— Your instructions —
Below are entries. Copy exactly the lines running from the line that holds "Annotate the white window" to the line that holds "Annotate the roof", with both ends included.

-*-*-

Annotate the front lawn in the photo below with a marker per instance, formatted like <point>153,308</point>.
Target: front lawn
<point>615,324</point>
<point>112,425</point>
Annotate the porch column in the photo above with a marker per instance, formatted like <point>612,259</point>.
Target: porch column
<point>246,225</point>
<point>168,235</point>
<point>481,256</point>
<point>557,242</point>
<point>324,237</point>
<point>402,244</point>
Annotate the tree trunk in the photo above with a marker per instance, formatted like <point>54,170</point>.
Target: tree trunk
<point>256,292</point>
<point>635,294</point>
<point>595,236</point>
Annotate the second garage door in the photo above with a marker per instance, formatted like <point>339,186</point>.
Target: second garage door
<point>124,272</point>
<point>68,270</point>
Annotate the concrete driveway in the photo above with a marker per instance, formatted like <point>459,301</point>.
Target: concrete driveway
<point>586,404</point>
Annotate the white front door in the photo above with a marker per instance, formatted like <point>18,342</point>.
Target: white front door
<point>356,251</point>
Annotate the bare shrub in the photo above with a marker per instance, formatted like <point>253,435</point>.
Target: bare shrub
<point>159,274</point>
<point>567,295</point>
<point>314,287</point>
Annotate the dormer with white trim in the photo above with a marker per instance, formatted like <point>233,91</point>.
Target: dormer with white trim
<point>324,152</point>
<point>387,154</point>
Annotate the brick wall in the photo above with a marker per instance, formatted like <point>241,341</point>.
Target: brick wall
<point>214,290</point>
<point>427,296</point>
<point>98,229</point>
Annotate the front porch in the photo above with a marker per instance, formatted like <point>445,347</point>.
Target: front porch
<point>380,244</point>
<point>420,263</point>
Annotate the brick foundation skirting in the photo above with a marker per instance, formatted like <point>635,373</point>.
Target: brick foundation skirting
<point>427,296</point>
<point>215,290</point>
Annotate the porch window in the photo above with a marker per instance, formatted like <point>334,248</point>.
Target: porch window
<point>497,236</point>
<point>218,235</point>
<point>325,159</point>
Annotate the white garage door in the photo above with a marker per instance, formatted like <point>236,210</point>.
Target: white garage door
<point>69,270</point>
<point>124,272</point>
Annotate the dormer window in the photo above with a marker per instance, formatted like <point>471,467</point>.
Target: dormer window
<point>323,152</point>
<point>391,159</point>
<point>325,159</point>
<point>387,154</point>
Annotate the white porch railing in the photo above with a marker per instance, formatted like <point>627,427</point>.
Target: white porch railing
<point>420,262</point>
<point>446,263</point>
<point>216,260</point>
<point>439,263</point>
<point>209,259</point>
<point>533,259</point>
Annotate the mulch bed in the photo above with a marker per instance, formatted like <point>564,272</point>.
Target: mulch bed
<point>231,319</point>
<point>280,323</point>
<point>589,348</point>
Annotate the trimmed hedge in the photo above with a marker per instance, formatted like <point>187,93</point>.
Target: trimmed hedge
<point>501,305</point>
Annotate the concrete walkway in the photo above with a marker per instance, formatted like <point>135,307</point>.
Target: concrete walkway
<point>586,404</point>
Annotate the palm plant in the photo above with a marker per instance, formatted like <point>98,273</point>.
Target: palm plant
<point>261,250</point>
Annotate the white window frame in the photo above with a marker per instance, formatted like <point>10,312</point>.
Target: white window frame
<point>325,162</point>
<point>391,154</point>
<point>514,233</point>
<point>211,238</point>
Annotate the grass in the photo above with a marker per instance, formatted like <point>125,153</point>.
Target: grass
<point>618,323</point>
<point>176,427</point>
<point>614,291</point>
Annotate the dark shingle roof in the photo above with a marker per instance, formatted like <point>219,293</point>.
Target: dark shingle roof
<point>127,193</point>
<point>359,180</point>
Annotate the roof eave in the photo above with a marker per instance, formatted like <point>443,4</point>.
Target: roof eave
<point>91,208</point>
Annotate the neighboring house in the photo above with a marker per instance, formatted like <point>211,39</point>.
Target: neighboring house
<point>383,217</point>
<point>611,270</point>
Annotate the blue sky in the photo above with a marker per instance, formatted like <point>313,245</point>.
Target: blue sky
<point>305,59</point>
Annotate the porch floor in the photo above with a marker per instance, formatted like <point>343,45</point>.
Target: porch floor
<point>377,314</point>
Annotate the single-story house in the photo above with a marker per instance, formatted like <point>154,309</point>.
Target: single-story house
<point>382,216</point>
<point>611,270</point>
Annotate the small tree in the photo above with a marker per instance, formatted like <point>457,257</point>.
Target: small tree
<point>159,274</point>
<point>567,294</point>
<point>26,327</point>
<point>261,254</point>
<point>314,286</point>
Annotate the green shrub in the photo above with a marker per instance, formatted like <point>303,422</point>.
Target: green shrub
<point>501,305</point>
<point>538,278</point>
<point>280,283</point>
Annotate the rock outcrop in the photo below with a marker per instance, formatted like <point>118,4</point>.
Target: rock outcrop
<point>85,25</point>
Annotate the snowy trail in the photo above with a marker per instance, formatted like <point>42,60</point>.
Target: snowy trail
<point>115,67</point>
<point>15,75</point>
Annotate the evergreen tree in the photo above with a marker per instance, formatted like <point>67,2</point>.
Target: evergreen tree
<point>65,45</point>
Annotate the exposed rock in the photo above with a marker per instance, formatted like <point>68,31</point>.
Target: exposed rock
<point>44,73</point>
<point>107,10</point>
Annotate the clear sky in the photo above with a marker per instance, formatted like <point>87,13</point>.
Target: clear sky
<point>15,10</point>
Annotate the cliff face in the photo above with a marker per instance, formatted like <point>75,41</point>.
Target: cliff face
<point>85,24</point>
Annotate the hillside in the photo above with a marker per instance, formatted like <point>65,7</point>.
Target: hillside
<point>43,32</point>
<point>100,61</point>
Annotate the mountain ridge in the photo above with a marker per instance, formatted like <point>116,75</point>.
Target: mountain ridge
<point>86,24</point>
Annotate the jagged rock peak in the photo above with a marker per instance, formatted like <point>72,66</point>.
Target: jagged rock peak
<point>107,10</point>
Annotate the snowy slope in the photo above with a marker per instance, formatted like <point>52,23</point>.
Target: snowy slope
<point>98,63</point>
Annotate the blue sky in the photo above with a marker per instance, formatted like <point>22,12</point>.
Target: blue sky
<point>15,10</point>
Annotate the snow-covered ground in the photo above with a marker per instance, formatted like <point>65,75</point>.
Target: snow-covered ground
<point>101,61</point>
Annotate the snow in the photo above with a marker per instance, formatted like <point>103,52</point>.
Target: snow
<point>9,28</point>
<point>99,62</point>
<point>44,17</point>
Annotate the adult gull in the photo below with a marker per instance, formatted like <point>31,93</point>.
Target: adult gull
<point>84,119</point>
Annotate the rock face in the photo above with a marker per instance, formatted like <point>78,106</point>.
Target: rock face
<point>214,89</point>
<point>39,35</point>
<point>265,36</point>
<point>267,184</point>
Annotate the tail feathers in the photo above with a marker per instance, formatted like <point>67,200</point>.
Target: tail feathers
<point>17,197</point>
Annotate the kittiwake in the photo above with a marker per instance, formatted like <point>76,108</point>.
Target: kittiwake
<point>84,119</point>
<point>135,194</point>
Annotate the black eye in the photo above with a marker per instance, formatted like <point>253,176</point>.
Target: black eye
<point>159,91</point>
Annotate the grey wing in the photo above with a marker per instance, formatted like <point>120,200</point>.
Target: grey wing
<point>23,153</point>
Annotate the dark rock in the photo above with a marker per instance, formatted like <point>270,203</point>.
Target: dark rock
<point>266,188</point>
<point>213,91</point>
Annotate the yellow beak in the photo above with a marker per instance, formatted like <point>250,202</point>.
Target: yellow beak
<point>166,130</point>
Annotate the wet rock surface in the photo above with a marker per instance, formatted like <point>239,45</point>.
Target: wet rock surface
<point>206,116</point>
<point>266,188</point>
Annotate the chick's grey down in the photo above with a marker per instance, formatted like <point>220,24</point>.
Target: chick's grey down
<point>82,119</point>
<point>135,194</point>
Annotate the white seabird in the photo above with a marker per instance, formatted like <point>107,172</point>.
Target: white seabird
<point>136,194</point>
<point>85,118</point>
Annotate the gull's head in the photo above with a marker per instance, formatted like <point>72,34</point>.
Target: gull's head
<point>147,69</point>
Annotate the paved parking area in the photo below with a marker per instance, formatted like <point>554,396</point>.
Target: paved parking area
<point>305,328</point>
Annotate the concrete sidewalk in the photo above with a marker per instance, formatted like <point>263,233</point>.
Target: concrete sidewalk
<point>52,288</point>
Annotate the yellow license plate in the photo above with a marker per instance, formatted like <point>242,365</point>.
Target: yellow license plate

-*-*-

— Written reply —
Annotate the white window frame in the photo above with a marker per instance, formatted like <point>10,312</point>.
Target: white window frame
<point>325,162</point>
<point>391,154</point>
<point>514,233</point>
<point>211,238</point>
Annotate the grass in the photo above with a marker per instance, formatted like <point>125,153</point>.
Target: grass
<point>618,323</point>
<point>176,427</point>
<point>614,291</point>
Annotate the dark shingle roof in the photo above with a marker per instance, formatted like <point>219,293</point>.
Target: dark shingle roof
<point>127,193</point>
<point>359,180</point>
Annotate the roof eave in the photo above with a marker per instance, formatted like <point>443,4</point>.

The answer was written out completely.